___ Teks yang Ditampilkan ___

Menghadiri perayaan mereka juga bisa jadi menunjukkan bahwa kita ikut
berserikat dalam mengadakan perayaan tersebut.
Bagaimana Hukum Menyerupai Orang Nashrani dalam Merayakan Natal?
Begitu pula diharamkan bagi kaum muslimin menyerupai orang kafir dengan
mengadakan pesta natal, atau saling tukar kado (hadiah), atau
membagi-bagikan permen atau makanan atau sengaja meliburkan kerja
(karena bertepatan dengan hari natal). Alasannya, Nabi SAW bersabda,
"Barangsiapa yang menyerupai suatu kaum, maka dia termasuk bagian dari mereka." (HR. Ahmad dan Abu Dawud)
Ulama mengatakan, "Menyerupai orang kafir dalam sebagian hari raya
mereka bisa menyebabkan hati mereka merasa senang atas kebatilan yang
mereka lakukan. Bisa jadi hal itu akan mendatangkan keuntungan pada
mereka karena ini berarti memberi kesempatan pada mereka untuk
menghinakan kaum muslimin."
Barangsiapa yang melakukan sebagian dari hal ini maka dia berdosa, baik
dia melakukannya karena alasan ingin ramah dengan mereka, atau supaya
ingin mengikat persahabatan, atau karena malu atau sebab lainnya.
Perbuatan seperti ini termasuk cari muka (menjilat), namun agama Islam
yang jadi korban. Ini juga akan menyebabkan hati orang kafir semakin
kuat dan mereka akan semakin bangga dengan agama mereka.
Juga Tidak diperbolehkan seorang muslim pergi ke tempat seorang pun dari
orang-orang kafir, lalu kedatangannya ke sana ingin mengucapkan selamat
hari raya, walaupun itu dilakukan dengan tujuan agar terjalin hubungan
atau sekedar memberi selamat (salam) padanya. Karena terdapat hadits
dari Nabi SAW,
"Janganlah kalian mendahului Yahudi dan Nashara dalam salam (ucapan selamat)." (HR. Muslim)
Adapun dulu Nabi SAW pernah berkunjung ke tempat orang Yahudi yang
sedang sakit ketika itu, ini dilakukan karena Yahudi tersebut dulu
ketika kecil pernah menjadi pembantu Nabi. Tatkala Yahudi tersebut
sakit, Nabi SAW menjenguknya dengan maksud untuk menawarkannya masuk
Islam. Akhirnya, Yahudi tersebut pun masuk Islam. Bagaimana mungkin
perbuatan Nabi SAW yang mengunjungi seorang Yahudi untuk mengajaknya
masuk Islam, kita samakan dengan orang yang bertandang ke non muslim
untuk menyampaikan selamat hari raya untuk menjaga hubungan?! Tidaklah
mungkin kita kiaskan seperti ini kecuali hal ini dilakukan oleh orang
yang jahil dan pengikut hawa nafsu.

___ Catatan yang Diambil ___

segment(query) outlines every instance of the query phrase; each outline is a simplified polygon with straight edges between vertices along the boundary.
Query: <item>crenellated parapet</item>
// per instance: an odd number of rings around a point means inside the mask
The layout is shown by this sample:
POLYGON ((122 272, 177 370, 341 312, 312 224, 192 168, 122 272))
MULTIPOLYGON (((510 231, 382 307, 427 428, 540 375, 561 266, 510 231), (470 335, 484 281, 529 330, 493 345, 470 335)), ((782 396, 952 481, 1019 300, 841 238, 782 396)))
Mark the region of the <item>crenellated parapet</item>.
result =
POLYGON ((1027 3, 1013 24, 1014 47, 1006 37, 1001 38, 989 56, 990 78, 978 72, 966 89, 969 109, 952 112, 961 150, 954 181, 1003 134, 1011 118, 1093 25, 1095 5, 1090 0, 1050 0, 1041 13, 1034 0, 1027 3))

___

* Permintaan: Teruskan tulisan tentang hukum muslim ikut merayakan Natal, mulai dari sesudah kalimat terakhirnya.

* Hasil Latihan:
Merayakan Natal Bersama
Tidak boleh bagi kita bekerjasama dengan orang-orang Nashrani dalam
melaksanakan hari raya mereka, walaupun ada sebagian orang yang
dikatakan berilmu melakukan semacam ini. Hal ini diharamkan karena dapat
membuat mereka semakin bangga dengan jumlah mereka yang banyak. Di
samping itu pula, hal ini termasuk bentuk tolong menolong dalam berbuat
dosa. Padahal Allah berfirman,
"Dan tolong-menolonglah kamu dalam (mengerjakan) kebajikan dan takwa,
dan jangan tolong-menolong dalam berbuat dosa dan pelanggaran." (Qs. Al
Maidah [5]: 2)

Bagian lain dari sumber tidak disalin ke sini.